Mas não são apenas os grandes produtores que perdem com o isolamento. Artistas que trabalham diretamente com o público e têm custos menores são os mais afetados. Márcia Antonelli, escritora e professora manauara de 47 anos, se mantêm financeiramente, desde 2011, com a venda de seus ‘livretos’ que custam R$ 10 por unidade e eram vendidos de forma itinerante, em praças e bares do Centro de Manaus. “Eu vivo da escrita, abdiquei de tudo pra viver da minha escrita. Eu devo muito aos livretos, eu posso comprar o que eu preciso, eu me alimento deles”, disse.
Com a impossibilidade de sair e encontrar pessoas, Antonelli resolveu fazer as vendas pela Internet. Agora, o cliente pode depositar o dinheiro em conta bancária e receber o pacote pelo correio. “ É o meio que encontrei para não passar privações futuras. Não estou exagerando ou dramatizando. A situação é séria. O governo federal alegou que ajudará estes segmentos com uma quantia de R$ 200 durante três meses, mas até agora não há nada certo”, disse.
Um dos espaços culturais da cidade, a Vila Vagalume oferece apresentações musicais, aulas de técnica vocal, aulas de alongamento, exposição, e aluga sala para processos teatrais. Também possui um restaurante vegano. As despesas fixas do local, que é gerenciado por oito artistas, custam em média R$ 4 mil por mês. Até o momento, apenas 10% desse valor, que é usado para pagar aluguel, Internet, energia, gás e alimentação, foi adquirido. A suspensão das atividades levou os artistas a trabalharem com a entrega das comidas por delivery e vendendo também plantas ornamentais, alimentícias e terapêuticas.
____
_Instruções de trabalho_:
(1) Reproduza sem alterações o trecho do texto sobre os artistas de Manaus que começa nas palavras "Um dos espaços" e termina depois das palavras "alimentícias e terapêuticas.".
(2) De acordo com o texto sobre os artistas de Manaus, quanto custam em média por mês as despesas fixas da Vila Vagalume?
Os registros abaixo provêm de uma fonte diferente da do texto.
____
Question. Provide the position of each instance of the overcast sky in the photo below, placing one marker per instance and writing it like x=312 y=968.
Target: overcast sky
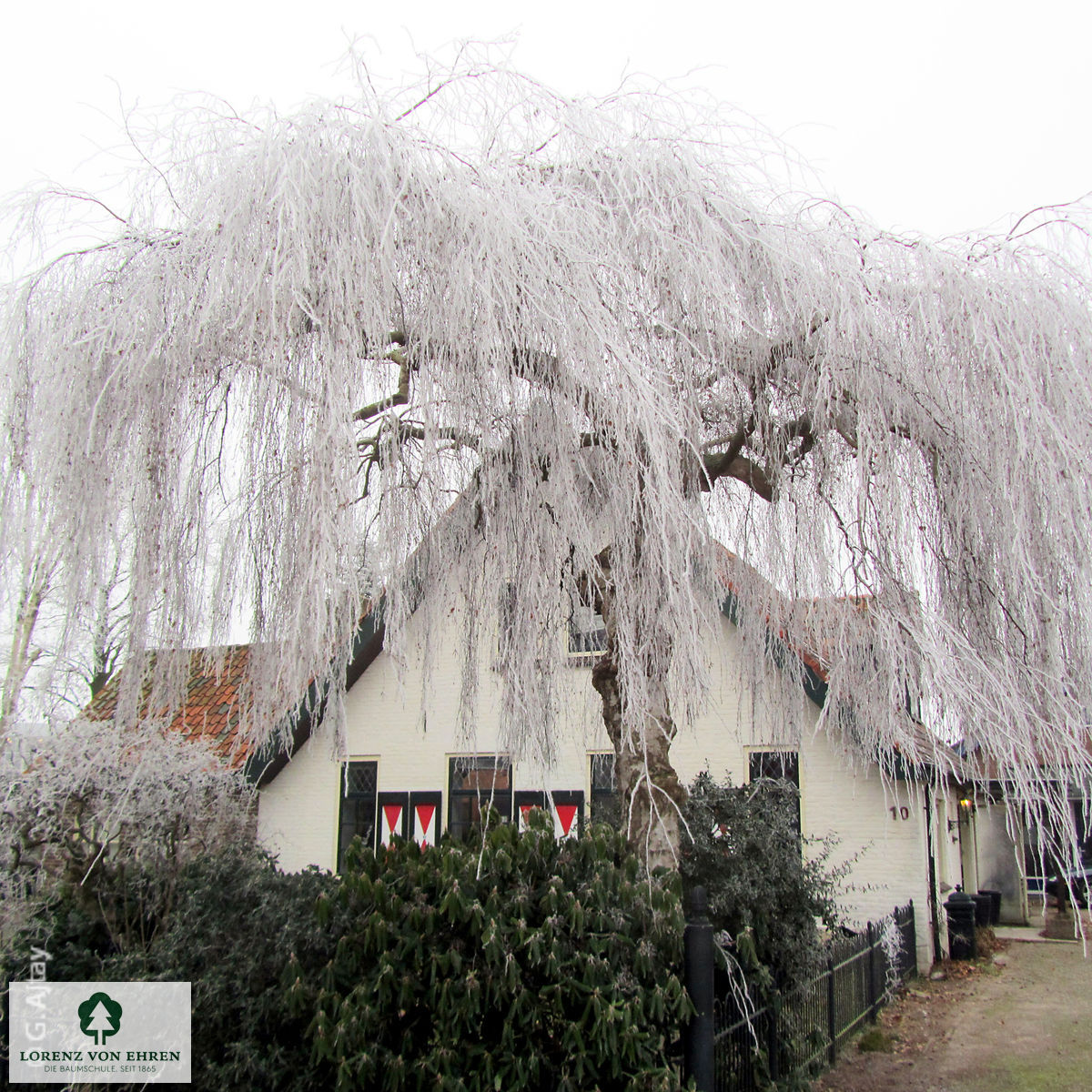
x=931 y=117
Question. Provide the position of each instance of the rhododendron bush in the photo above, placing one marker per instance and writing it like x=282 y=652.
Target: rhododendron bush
x=555 y=350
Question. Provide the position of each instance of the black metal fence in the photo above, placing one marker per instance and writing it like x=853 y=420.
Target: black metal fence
x=801 y=1032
____
_Respostas do exercício_:
(1)
Um dos espaços culturais da cidade, a Vila Vagalume oferece apresentações musicais, aulas de técnica vocal, aulas de alongamento, exposição, e aluga sala para processos teatrais. Também possui um restaurante vegano. As despesas fixas do local, que é gerenciado por oito artistas, custam em média R$ 4 mil por mês. Até o momento, apenas 10% desse valor, que é usado para pagar aluguel, Internet, energia, gás e alimentação, foi adquirido. A suspensão das atividades levou os artistas a trabalharem com a entrega das comidas por delivery e vendendo também plantas ornamentais, alimentícias e terapêuticas.

(2) Custam em média R$ 4 mil por mês.